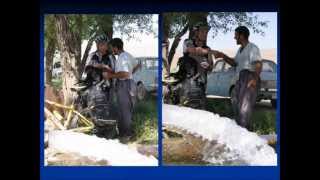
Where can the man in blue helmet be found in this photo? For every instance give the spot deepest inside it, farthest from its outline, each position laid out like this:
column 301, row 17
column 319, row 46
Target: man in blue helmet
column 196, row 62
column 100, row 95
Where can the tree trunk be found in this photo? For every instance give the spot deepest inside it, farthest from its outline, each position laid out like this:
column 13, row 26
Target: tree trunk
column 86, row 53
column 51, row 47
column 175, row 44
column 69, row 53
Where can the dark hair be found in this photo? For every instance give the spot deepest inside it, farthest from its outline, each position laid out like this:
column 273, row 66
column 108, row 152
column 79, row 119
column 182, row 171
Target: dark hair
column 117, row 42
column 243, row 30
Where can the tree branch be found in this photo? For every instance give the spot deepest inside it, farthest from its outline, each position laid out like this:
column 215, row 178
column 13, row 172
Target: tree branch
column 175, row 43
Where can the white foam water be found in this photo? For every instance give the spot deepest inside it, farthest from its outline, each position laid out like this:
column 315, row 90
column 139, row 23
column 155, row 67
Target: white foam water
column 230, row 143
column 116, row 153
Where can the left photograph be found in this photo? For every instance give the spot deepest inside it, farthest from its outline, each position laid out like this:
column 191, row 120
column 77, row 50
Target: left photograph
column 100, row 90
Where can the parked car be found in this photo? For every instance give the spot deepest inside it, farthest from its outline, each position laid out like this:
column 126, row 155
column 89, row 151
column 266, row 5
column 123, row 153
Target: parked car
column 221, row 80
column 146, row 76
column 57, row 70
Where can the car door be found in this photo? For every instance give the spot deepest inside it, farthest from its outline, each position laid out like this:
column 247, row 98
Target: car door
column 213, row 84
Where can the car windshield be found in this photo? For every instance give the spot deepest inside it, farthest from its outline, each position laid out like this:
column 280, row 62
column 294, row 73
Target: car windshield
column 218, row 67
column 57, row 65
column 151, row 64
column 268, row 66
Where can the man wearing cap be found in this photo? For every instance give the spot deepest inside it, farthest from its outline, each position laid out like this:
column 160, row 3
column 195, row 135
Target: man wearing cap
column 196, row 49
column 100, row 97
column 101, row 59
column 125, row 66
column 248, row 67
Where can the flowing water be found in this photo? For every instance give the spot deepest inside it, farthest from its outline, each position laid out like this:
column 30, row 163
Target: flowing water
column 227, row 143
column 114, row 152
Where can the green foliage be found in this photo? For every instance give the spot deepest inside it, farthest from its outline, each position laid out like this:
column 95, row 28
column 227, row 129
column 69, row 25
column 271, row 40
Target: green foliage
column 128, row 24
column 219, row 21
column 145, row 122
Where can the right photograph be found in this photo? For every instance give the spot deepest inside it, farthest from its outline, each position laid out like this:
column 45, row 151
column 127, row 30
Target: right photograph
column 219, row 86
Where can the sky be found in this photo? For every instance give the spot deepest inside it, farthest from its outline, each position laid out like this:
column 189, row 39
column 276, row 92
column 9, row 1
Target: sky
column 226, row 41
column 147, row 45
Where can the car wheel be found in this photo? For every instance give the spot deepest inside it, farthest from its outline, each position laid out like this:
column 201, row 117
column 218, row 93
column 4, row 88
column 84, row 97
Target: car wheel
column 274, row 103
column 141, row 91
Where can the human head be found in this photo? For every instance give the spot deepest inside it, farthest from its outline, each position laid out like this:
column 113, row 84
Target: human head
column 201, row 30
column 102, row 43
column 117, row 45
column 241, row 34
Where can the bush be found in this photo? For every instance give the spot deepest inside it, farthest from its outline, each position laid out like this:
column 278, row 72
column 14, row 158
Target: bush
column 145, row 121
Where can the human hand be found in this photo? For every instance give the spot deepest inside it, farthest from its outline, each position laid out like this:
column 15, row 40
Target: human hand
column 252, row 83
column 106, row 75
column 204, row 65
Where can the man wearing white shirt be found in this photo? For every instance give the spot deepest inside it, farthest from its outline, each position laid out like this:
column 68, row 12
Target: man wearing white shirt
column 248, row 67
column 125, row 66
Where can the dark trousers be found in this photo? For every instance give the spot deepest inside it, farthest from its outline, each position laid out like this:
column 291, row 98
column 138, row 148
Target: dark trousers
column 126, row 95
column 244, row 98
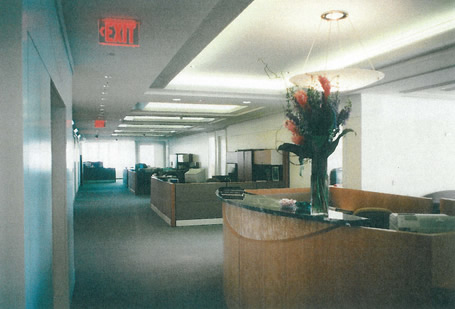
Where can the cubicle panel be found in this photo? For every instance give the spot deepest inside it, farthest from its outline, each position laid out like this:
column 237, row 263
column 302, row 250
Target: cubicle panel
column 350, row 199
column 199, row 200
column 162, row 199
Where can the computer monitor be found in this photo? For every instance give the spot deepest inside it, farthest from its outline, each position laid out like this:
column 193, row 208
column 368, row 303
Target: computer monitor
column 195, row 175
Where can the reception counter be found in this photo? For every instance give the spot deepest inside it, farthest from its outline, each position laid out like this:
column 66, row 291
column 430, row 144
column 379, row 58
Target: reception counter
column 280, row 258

--

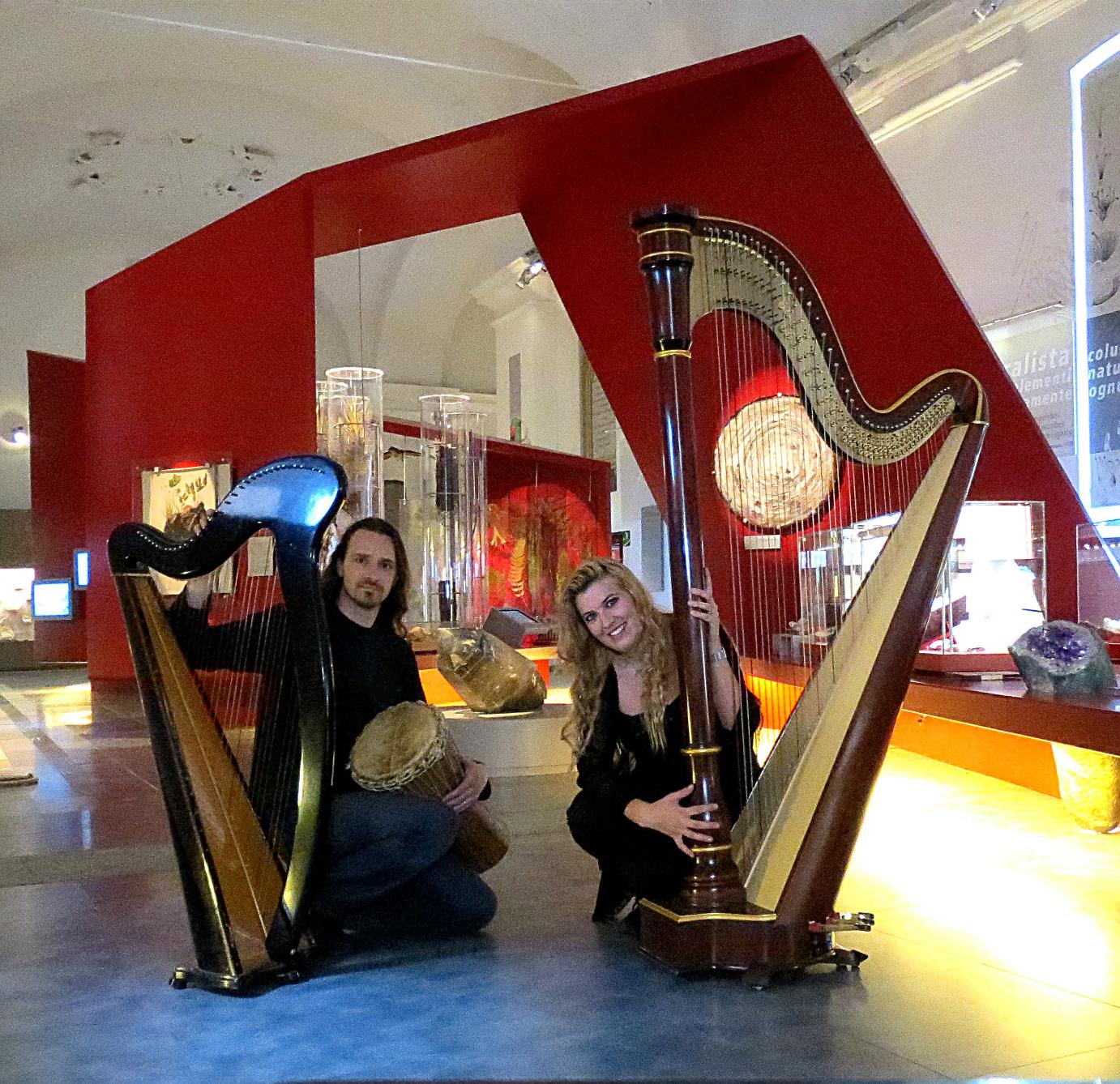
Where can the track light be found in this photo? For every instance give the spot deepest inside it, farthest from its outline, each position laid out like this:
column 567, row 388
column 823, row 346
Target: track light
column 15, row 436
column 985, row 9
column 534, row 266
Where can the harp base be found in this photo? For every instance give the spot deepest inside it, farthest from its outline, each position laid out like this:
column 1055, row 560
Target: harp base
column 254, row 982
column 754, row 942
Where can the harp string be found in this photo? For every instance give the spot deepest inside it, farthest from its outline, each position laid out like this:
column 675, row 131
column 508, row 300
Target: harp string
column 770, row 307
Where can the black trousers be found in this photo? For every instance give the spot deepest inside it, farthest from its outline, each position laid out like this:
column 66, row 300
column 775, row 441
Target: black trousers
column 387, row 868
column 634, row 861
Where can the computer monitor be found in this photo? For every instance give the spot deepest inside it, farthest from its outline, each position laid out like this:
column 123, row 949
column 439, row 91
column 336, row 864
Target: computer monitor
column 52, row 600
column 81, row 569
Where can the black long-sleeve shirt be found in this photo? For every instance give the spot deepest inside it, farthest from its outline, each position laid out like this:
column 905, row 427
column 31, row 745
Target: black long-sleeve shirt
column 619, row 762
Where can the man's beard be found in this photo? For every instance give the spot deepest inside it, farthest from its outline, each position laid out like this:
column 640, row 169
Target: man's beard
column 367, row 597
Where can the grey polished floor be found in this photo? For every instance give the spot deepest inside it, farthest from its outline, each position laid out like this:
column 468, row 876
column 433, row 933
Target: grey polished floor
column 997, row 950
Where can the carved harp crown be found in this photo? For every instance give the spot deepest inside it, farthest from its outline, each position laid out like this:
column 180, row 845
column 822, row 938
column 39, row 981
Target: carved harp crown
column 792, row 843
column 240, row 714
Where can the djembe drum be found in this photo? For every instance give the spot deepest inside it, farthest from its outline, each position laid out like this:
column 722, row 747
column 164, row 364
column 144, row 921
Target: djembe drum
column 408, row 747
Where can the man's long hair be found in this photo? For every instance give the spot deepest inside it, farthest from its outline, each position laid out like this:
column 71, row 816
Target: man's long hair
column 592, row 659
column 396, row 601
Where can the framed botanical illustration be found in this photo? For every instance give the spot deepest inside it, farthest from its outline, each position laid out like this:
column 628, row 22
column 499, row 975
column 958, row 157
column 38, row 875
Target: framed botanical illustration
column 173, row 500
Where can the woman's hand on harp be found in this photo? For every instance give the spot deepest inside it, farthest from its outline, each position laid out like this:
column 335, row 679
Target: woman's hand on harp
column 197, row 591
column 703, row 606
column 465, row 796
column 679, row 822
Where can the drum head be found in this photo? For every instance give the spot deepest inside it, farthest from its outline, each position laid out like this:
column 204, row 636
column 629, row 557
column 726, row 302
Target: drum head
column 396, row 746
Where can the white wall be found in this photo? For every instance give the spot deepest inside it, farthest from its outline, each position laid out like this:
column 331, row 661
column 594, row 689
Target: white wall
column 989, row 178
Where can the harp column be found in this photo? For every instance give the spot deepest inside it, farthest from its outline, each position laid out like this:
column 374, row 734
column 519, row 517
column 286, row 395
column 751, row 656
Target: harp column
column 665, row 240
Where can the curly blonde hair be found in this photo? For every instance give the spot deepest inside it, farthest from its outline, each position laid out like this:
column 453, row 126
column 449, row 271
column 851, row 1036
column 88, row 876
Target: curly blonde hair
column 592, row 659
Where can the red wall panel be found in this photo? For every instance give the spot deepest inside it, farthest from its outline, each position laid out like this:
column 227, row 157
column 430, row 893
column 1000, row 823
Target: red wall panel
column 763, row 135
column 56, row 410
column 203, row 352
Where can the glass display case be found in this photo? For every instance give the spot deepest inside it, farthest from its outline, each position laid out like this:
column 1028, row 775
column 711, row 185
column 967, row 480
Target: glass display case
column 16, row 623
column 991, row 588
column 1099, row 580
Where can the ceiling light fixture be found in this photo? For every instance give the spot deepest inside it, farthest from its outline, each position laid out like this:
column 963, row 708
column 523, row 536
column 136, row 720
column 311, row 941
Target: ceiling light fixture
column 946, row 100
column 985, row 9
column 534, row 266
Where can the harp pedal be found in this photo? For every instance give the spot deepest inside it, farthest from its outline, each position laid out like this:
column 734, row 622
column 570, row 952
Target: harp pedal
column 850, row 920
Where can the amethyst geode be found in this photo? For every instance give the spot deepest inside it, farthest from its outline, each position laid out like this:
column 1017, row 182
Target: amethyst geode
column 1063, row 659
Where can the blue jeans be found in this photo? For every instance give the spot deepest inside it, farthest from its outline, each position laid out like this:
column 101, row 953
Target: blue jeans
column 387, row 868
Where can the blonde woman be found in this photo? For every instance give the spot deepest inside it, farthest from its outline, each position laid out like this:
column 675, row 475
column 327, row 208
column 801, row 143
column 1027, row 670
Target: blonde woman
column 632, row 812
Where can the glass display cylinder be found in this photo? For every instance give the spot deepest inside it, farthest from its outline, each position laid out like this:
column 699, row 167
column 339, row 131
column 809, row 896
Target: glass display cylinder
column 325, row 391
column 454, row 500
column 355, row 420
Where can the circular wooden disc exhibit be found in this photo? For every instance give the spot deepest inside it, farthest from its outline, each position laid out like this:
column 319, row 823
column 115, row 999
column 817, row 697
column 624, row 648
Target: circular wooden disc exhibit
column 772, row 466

Exercise:
Retype only this portion of the data above: the line containing "column 126, row 155", the line containing "column 247, row 98", and all lines between them, exactly.

Answer space:
column 126, row 155
column 89, row 151
column 266, row 5
column 123, row 153
Target: parked car
column 221, row 80
column 146, row 76
column 57, row 70
Where can the car door be found in this photo? For every instance give the spot deepest inside it, farthest from its outline, each position laid out like this:
column 247, row 98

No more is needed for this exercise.